*DIRECTIONS*
In the rows from the line that contains "I'd be grateful if you could outline where the white" through the last line, inclusive, swap "white sky background" for "open sky". Write those lines out again with nothing else changed.
·····
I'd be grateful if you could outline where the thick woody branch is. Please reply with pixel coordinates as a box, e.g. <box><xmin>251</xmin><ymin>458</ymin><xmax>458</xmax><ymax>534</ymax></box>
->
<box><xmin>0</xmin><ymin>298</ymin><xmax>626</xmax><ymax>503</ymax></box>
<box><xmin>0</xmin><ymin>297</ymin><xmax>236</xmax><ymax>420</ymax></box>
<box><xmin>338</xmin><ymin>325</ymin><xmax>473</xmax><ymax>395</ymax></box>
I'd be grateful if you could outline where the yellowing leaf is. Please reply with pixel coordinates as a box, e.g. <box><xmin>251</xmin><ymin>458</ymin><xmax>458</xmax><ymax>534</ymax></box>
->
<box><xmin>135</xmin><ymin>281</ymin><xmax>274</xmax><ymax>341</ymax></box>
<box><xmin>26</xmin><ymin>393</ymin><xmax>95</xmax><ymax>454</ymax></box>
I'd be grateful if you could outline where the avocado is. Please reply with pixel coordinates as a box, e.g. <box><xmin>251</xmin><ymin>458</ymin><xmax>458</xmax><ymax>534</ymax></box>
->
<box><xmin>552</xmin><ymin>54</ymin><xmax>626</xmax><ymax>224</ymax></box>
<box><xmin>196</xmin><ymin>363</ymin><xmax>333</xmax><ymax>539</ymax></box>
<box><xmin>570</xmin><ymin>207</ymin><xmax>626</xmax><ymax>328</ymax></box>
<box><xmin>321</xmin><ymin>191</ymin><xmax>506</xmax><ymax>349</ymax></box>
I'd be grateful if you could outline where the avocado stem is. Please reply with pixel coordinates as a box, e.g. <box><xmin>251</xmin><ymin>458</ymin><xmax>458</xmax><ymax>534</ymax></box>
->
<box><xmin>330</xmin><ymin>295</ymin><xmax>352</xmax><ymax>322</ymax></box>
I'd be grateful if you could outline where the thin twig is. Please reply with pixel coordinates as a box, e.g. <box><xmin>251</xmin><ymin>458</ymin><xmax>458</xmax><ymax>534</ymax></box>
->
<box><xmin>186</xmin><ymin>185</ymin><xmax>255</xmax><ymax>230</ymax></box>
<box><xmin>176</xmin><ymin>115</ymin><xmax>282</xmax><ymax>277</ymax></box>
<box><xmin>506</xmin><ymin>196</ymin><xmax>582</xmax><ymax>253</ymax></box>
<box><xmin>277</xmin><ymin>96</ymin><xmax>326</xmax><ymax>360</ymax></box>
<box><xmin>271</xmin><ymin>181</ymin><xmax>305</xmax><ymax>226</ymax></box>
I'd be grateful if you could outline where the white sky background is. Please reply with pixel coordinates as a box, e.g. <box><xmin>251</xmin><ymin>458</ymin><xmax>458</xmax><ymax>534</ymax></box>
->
·····
*RESPONSE*
I'd be grateful if you could outline where the open sky is. Please reply with pixel coordinates as a box, e.g. <box><xmin>251</xmin><ymin>458</ymin><xmax>458</xmax><ymax>534</ymax></box>
->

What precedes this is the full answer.